**DATA SHOWN**
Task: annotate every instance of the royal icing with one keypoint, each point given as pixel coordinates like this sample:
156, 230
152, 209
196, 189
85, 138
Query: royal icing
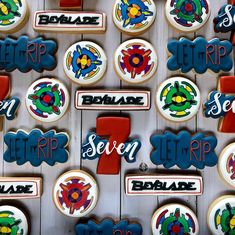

**WHAT YOU HAVE TO DO**
Pull out every line in the entries above that contains the string "royal". Case counts, so only lines with that exact capitalization qualify.

**TASK ANSWER**
Task: annotate every instance of the royal icing with one keypoint, each point given as pixel coordinates like this sample:
Query: royal icing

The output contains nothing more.